• _ABOUT THIS TASK_
Everything from the first line of the material below through the line containing "[[232, 100], [299, 377], [106, 312]]" must be retyped exactly, and nothing past it.
+++ DATA SHOWN +++
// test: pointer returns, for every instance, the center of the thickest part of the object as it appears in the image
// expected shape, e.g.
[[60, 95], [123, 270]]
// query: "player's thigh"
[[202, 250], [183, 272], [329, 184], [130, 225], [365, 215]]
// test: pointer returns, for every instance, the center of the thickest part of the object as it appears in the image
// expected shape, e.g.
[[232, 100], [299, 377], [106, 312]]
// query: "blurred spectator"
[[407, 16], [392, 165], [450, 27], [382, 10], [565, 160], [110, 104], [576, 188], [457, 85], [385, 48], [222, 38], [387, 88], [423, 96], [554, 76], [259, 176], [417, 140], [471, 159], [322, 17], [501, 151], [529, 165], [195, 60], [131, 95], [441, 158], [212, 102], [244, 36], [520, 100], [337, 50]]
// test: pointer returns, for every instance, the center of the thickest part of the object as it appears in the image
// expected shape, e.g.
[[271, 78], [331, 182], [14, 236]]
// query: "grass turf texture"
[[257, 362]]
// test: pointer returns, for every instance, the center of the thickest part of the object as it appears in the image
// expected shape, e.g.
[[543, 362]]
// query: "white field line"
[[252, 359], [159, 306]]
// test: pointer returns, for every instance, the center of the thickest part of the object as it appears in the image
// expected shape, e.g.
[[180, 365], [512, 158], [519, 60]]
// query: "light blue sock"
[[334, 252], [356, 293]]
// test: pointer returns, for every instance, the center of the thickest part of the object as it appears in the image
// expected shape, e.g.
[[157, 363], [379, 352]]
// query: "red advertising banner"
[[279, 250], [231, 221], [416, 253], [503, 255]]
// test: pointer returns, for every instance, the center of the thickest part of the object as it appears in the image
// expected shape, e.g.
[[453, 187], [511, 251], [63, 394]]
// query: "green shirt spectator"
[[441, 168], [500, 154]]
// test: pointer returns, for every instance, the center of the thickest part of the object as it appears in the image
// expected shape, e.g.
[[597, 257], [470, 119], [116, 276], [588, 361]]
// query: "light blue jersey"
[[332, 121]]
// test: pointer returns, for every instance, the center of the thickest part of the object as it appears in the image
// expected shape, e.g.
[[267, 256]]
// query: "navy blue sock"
+++
• _WRITTEN REPLY_
// test: pointer returns, for every instance, the center of the thickest part of the object as it appears in the image
// expected shape, e.g.
[[60, 95], [123, 270]]
// query: "player's thigh"
[[202, 250], [183, 272], [329, 184], [130, 225], [365, 215]]
// test: pointer returns, for every instance, the center of the thickest part of the object as it appears in the image
// expected shape, e.g.
[[232, 100], [299, 377], [106, 312]]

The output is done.